═══ LISTED ENTRIES ═══

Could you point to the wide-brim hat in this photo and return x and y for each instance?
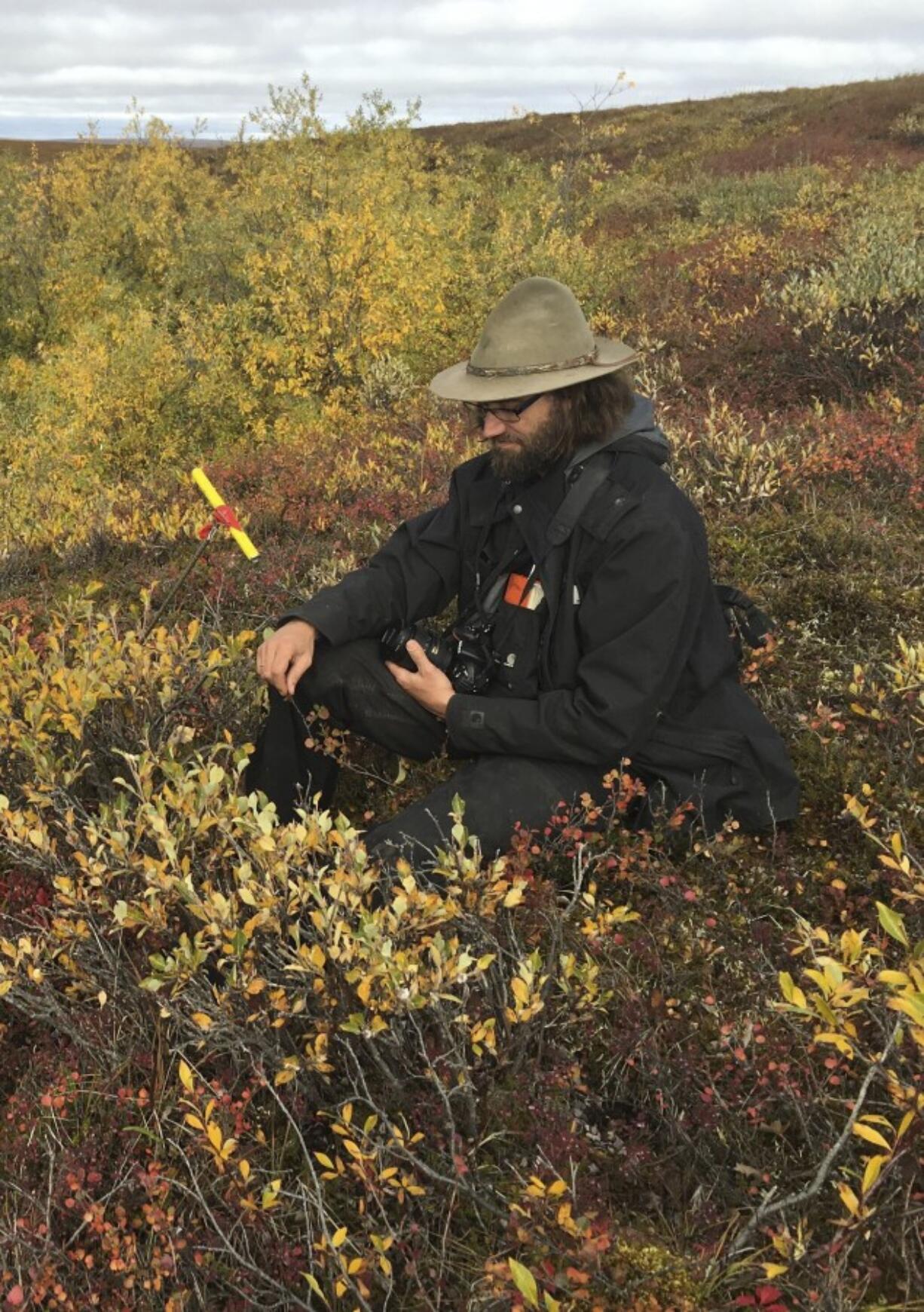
(535, 340)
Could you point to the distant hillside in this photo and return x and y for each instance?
(773, 129)
(794, 126)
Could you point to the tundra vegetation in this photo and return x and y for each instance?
(627, 1072)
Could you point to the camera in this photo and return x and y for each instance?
(463, 652)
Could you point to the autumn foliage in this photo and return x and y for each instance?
(617, 1071)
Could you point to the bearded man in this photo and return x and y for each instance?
(589, 626)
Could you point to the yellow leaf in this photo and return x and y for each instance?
(838, 1041)
(315, 1287)
(525, 1282)
(870, 1135)
(892, 923)
(906, 1120)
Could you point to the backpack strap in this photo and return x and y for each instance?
(748, 624)
(577, 499)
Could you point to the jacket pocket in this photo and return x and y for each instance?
(713, 769)
(517, 645)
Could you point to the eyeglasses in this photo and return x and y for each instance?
(506, 411)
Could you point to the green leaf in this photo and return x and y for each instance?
(892, 923)
(525, 1282)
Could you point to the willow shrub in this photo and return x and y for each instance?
(161, 306)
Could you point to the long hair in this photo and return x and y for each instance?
(592, 411)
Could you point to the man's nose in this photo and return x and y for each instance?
(493, 427)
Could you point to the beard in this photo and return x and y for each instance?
(532, 455)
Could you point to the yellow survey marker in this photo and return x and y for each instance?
(223, 513)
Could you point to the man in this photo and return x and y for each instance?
(582, 583)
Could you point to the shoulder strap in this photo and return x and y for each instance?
(577, 499)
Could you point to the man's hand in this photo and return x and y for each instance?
(427, 685)
(283, 658)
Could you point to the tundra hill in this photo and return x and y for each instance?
(759, 130)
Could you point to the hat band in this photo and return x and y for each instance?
(525, 370)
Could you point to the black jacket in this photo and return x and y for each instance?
(629, 656)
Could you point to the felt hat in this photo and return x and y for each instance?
(535, 340)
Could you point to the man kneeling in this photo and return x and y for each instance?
(589, 626)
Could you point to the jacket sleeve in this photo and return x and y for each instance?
(415, 575)
(636, 626)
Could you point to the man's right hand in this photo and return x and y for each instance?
(285, 658)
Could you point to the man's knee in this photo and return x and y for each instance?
(336, 673)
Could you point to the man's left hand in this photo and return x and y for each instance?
(427, 684)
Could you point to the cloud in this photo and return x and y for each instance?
(66, 62)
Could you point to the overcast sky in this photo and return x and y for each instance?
(67, 62)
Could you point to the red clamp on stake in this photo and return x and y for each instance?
(225, 516)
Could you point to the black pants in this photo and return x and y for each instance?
(361, 694)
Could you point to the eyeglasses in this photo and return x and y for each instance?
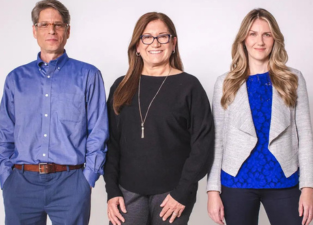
(56, 25)
(149, 39)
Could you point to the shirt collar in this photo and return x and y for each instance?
(58, 62)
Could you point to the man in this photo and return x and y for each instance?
(53, 129)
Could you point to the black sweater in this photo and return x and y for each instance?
(178, 145)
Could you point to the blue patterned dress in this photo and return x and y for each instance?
(261, 169)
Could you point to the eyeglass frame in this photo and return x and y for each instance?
(157, 38)
(51, 24)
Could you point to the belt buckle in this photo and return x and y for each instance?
(45, 170)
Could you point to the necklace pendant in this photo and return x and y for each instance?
(142, 131)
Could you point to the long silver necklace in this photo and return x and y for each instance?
(143, 120)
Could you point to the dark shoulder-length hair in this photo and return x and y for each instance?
(129, 85)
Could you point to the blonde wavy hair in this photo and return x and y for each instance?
(283, 80)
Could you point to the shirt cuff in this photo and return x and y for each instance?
(91, 177)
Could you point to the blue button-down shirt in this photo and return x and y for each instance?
(54, 113)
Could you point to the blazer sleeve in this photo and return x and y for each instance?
(305, 137)
(214, 177)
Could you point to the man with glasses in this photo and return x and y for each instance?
(53, 129)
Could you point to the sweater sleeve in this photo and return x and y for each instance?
(111, 175)
(214, 177)
(202, 144)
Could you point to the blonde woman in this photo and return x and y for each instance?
(264, 148)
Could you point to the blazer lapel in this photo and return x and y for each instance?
(242, 112)
(280, 118)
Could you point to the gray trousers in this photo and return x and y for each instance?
(145, 209)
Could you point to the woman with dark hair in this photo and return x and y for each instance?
(161, 131)
(263, 142)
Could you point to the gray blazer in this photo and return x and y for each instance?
(290, 139)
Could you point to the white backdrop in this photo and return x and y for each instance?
(101, 31)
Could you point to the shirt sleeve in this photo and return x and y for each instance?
(98, 133)
(201, 156)
(111, 175)
(7, 123)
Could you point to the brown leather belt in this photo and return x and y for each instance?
(44, 168)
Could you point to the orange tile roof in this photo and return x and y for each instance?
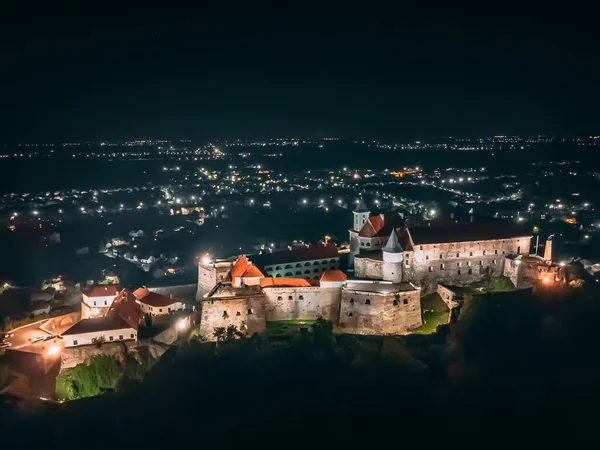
(333, 275)
(239, 267)
(283, 282)
(371, 227)
(102, 290)
(252, 272)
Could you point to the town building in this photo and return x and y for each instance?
(119, 324)
(97, 299)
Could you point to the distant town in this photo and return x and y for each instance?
(112, 247)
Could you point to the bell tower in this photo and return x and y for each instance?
(361, 215)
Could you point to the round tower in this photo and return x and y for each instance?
(361, 215)
(392, 259)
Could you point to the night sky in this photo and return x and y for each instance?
(150, 73)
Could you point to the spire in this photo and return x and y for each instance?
(361, 207)
(393, 245)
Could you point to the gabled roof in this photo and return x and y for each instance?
(283, 282)
(239, 267)
(393, 245)
(102, 290)
(125, 306)
(333, 275)
(361, 207)
(371, 226)
(150, 298)
(252, 272)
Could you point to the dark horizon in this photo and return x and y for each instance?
(120, 75)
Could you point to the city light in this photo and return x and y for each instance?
(53, 350)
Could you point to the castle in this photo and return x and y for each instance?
(393, 267)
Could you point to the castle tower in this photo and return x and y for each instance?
(548, 249)
(361, 215)
(392, 259)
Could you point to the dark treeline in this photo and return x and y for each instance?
(516, 369)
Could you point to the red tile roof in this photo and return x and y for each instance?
(239, 267)
(371, 227)
(283, 282)
(333, 275)
(150, 298)
(102, 290)
(252, 272)
(125, 306)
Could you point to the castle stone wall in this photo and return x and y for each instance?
(302, 303)
(383, 313)
(247, 313)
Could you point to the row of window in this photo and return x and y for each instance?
(395, 302)
(226, 315)
(110, 338)
(306, 272)
(290, 297)
(307, 264)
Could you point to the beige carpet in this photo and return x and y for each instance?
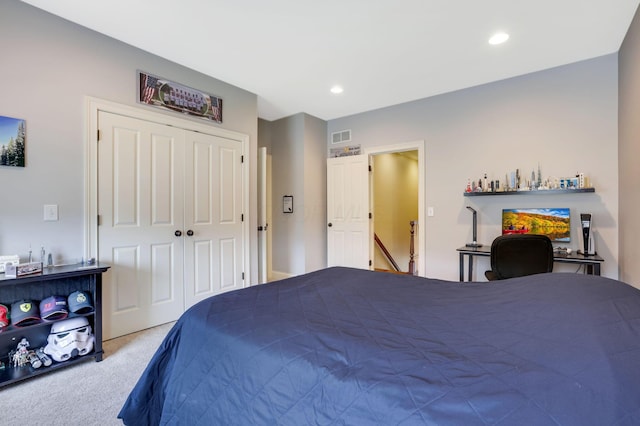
(89, 393)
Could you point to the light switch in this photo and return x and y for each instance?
(50, 212)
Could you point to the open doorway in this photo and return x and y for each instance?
(395, 209)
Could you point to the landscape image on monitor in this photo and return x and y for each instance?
(554, 223)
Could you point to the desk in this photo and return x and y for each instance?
(592, 262)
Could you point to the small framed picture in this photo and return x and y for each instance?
(569, 183)
(287, 204)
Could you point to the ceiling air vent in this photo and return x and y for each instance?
(341, 136)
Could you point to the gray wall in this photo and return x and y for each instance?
(564, 119)
(49, 66)
(297, 144)
(629, 153)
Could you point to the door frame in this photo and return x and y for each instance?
(92, 107)
(419, 146)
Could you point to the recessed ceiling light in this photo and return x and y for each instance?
(499, 38)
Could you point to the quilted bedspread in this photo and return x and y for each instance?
(349, 347)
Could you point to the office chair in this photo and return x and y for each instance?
(518, 255)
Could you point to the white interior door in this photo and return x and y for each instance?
(213, 216)
(348, 242)
(140, 204)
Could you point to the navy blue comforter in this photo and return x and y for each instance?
(352, 347)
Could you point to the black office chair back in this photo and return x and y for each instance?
(518, 255)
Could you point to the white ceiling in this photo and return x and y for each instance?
(383, 52)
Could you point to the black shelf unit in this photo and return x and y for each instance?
(532, 192)
(62, 280)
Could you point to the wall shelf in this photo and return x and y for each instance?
(534, 192)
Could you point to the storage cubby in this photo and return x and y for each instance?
(57, 280)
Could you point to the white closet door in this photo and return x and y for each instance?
(141, 206)
(213, 216)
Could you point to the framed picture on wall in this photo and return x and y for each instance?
(161, 93)
(13, 136)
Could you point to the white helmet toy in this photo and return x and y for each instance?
(69, 338)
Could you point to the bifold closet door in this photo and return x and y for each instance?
(141, 221)
(213, 216)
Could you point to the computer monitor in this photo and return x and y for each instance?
(555, 223)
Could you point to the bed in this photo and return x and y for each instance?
(344, 346)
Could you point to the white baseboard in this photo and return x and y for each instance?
(277, 275)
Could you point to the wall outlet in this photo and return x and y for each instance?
(50, 212)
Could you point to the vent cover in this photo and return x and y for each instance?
(341, 136)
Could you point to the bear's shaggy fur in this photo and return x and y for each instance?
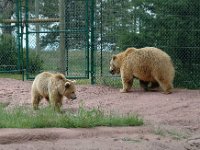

═══

**PROMPT:** All lines from the line containing "Could you point to the wall outlet" through the end of the listing above are to be given again exactly; pictures are not part of the copy.

**ANSWER TO THIS TASK:**
Could you point to the wall outlet in this photo and return x and y for each instance?
(50, 212)
Could you point to the vent cover in this photo and return x and y for each instance?
(341, 136)
Could you point to the bear's shaggy fur in this photo and return x and y for each instance?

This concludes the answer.